What is required
Go through the listing and set it down exactly, leaving out its pictures.

Input for this task
* * * *

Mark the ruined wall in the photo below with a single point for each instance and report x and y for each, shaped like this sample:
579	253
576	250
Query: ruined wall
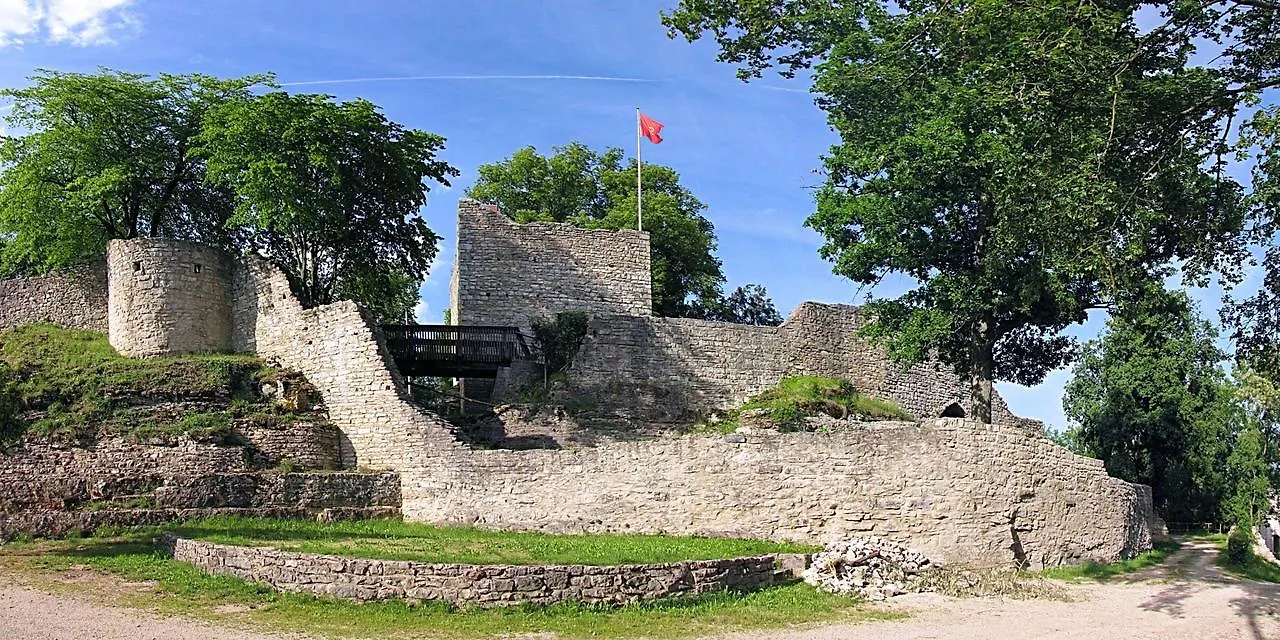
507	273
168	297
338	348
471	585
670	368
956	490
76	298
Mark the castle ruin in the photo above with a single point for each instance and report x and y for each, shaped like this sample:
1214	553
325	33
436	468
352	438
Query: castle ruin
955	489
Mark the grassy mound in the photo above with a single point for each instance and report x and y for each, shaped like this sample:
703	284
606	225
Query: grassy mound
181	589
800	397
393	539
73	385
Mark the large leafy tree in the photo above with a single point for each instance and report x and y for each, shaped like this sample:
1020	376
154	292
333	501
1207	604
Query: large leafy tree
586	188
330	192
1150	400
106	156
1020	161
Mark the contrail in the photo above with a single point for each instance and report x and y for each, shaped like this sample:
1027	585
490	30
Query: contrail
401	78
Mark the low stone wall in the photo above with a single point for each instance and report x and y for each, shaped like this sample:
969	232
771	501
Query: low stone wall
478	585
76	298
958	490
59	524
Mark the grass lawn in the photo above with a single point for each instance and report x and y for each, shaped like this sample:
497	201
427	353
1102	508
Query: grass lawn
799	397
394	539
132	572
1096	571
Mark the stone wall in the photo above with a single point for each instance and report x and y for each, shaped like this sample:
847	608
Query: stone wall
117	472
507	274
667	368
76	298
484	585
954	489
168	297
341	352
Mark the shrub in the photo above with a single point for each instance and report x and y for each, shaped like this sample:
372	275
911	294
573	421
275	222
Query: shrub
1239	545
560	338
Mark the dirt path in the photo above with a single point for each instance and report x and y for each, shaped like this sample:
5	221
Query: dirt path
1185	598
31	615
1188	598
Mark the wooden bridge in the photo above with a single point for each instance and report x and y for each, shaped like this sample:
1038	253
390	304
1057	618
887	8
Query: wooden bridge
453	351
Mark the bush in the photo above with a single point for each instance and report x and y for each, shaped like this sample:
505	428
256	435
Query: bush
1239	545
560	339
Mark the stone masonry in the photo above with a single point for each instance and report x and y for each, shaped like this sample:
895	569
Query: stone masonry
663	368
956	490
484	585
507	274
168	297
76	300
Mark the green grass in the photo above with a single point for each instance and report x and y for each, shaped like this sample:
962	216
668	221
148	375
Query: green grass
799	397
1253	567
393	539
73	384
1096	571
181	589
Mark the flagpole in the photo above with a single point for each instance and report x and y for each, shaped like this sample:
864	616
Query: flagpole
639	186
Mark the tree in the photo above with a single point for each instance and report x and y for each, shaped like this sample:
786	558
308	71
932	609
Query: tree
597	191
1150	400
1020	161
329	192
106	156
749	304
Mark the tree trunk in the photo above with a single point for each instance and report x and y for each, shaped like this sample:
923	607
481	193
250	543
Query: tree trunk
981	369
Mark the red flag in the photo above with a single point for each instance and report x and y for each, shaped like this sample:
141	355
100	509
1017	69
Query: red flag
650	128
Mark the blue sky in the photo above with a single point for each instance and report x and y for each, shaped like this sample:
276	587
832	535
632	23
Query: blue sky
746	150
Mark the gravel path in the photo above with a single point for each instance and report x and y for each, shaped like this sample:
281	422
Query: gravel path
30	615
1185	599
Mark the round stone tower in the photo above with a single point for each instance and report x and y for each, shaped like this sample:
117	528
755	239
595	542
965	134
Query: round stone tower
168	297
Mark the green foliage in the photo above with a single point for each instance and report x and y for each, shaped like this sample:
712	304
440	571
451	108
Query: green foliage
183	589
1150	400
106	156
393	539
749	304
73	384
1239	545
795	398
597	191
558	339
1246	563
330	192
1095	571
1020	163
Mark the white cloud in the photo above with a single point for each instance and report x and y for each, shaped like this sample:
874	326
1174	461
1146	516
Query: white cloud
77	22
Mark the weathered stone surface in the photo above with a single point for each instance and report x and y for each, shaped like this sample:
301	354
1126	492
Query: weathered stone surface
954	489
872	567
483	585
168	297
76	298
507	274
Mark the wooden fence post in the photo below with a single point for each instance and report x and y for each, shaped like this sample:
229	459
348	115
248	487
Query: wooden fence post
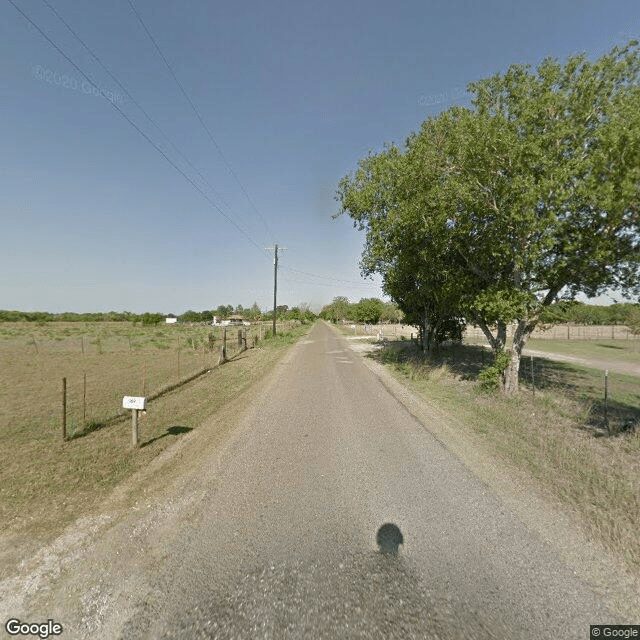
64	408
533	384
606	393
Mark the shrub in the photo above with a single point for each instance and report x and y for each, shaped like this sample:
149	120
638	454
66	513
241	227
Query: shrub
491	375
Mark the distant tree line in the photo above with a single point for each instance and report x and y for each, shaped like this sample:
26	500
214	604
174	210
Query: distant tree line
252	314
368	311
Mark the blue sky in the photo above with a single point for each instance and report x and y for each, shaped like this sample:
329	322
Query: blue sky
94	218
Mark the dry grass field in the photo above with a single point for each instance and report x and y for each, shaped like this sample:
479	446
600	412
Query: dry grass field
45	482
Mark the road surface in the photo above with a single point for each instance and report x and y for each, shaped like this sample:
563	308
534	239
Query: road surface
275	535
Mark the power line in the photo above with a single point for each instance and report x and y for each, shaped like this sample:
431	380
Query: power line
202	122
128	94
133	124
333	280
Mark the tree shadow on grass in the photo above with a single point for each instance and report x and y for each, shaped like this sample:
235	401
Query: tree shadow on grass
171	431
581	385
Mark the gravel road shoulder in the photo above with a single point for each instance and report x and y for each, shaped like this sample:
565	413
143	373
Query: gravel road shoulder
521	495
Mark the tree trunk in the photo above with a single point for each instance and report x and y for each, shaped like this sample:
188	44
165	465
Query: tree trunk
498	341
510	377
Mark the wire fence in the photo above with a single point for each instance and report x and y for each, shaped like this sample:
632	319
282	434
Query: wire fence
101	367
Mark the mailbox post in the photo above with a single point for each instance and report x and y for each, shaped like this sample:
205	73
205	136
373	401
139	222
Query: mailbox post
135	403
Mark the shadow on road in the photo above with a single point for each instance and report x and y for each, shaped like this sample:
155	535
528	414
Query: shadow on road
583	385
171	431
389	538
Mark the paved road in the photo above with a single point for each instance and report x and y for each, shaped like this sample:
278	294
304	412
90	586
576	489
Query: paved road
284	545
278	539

* * * *

Complete output
Mark the ruined wall in the photo below with a single point for each instance and report x and y for each, shaped like this sample:
579	253
576	250
Query: ruined wall
507	273
168	297
338	348
471	585
670	368
956	490
76	298
Mark the castle ruin in the photo above with a single point for each instance and report x and y for each, shaped like this sample:
1214	553
325	33
436	468
352	438
Query: castle ruin
955	489
Mark the grassy mound in the photo above with a single point for each instance and report x and y for each, shaped like this sample:
703	284
606	225
Query: grassy mound
181	589
800	397
393	539
73	385
Mark the large leafy tree in the photo above with a single point for each instance and report x and y for each, shaped like this sample:
1020	376
154	292
333	501
1207	604
Query: large leafy tree
586	188
330	192
1150	400
106	156
1020	161
Mark the contrail in the photo above with a single point for each instance and report x and y for each, shaped like this sample:
1027	585
490	30
Query: contrail
401	78
Mark the low stone wall in the photo above with a single point for each instance and report x and y for each, shaped like this sample:
969	232
771	501
Query: low stone wall
478	585
76	298
958	490
59	524
Mark the grass lawn in the photo above with a single point for each instance and report x and y for each, shaped like this sample:
497	201
427	353
1102	508
Query: grass lawn
799	397
394	539
132	572
1096	571
Mark the stone wall in the photo above with a single point for each instance and report x and y for each, shaped like this sample:
847	608
Query: stone wall
117	472
507	274
667	368
76	298
484	585
954	489
168	297
341	352
Mark the shrub in the photo above with a single point for each instance and report x and y for each, shaped like this sample:
372	275
911	294
573	421
275	222
Query: shrub
1239	545
560	338
Mark the dirt path in the photo above with a single point for each instance and report x and y for each, shaped like this sample:
5	221
Query: dirt path
1185	598
31	615
1188	598
Mark the wooden bridge in the photo above with a single point for each instance and report x and y for each, shaped like this sample:
1038	253
390	304
1057	618
887	8
Query: wooden bridge
453	351
Mark the bush in the photo above with a single point for each instance and report x and y for each, shaped like this sample:
505	428
256	435
Query: bush
1239	545
560	339
Mark the stone masonry in the photo above with a single point for each instance and report x and y for each, shaped like this sample:
895	569
Query: stone masonry
663	368
956	490
484	585
507	274
168	297
76	300
Mark the green grass in the photo above with a single point for each instance and report x and y for each, shaped like this sample:
962	216
668	221
148	375
Query: green grass
799	397
1253	567
393	539
73	384
1096	571
181	589
Mark the flagpole in the photo above with a single point for each instance and report x and y for each, shaped like this sample:
864	616
Query: flagpole
639	186
Mark the tree in the photo above with a single point for each instance and report x and y for each, shaped like this sample:
786	558
308	71
932	609
Query: tree
597	191
1150	400
1020	161
329	192
106	156
749	304
Mark the tree trunk in the photo above with a single point for each instance and report x and y for each, shaped like this sample:
923	607
481	193
250	543
Query: tree trunk
981	369
Mark the red flag in the photo above with a single point for each instance and report x and y for each, shaped like this sample:
141	355
100	509
1017	69
Query: red flag
650	128
Mark the blue sky in the photo above with a single point for each instance and report x and y for each, shaped like this sample:
276	587
832	535
632	23
Query: blue sky
746	150
Mark the gravel path in the photo above with a single point for each instance and report x and y for each, shaped like this sample:
281	422
Query: gravel path
30	615
1185	599
Mark the round stone tower in the photo above with a single point for each instance and report x and y for each, shaped like this sample:
117	528
755	239
595	542
965	134
Query: round stone tower
168	297
Mark the green foliage in the photo above with a single point for each instance and report x and y for each, shaped like this sample:
712	304
440	571
451	108
Query: green foliage
183	589
1150	400
106	156
393	539
749	304
73	384
1239	545
795	398
597	191
558	339
1246	563
330	192
1095	571
1020	163
Mark the white cloud in the photo above with a single point for each instance and report x and y for each, shaped like this sample:
874	326
1174	461
1146	516
Query: white cloud
77	22
Mark the weathered stone surface in the photo above with a single point for each instance and report x and y for each, shaped like this sample:
301	354
1126	492
Query: weathered stone surface
954	489
872	567
483	585
168	297
76	298
507	274
Mark the wooden fence post in the photo below with a single point for each instance and report x and y for each, shaped like this sample:
229	459
348	115
248	487
Query: wooden fence post
64	408
533	384
606	393
Mark the shrub in the photo above with a single point for each instance and report x and y for each, shaped like this sample:
149	120
638	454
66	513
241	227
Query: shrub
491	375
Mark the distant tree line in the photo above with a single point for each instance and report x and y for each, shaped like this sample:
26	500
214	604
174	210
Query: distant tree line
252	314
368	311
Mark the blue sky in the photo above with a single point for each instance and report x and y for each, shaped like this sample:
329	322
Query: blue sky
94	218
Mark the dry grass field in the photo above with a single point for each instance and report x and y for each, shaped like this sample:
479	446
600	412
Query: dry grass field
45	482
Mark the road surface in the photo above with a single point for each instance and report x and y for each, shaped like this sample:
563	308
534	239
Query: road surface
275	535
Mark the power line in the photo above with a single point for each instance and report x and y for each, shaped like this sample:
431	380
Query: power line
202	122
128	94
133	124
333	280
Mark the tree shadow on grass in the photo above with a single point for each instance and report x and y for each, shaped like this sample:
235	401
Query: tree shadow on grass
171	431
581	385
Mark the gravel road shoulder in the photo above with a single point for each instance and report x and y for each, shaped like this sample:
565	413
143	373
Query: gravel road shoulder
521	495
Mark the tree trunk in the photo above with a single point for each instance and report x and y for each, shaped like this sample:
188	44
165	465
Query: tree trunk
498	341
510	377
Mark the wire fence in the photo above with a single point for each instance and report x and y for each, shaped like this sample:
632	319
282	434
Query: wire fence
101	367
Mark the mailbox post in the photo above with a single point for each instance and report x and y for each, shaped like this sample:
205	73
205	136
373	401
139	222
Query: mailbox post
135	403
Mark the shadow on road in the photo above with a single point for each instance and report x and y for each, shaped like this sample:
155	535
528	414
Query: shadow on road
583	385
171	431
389	538
Mark the paved road in the photo above with a single point for each instance and report x and y for each, shaped like this sample:
278	294
304	412
90	586
576	489
Query: paved road
284	545
278	539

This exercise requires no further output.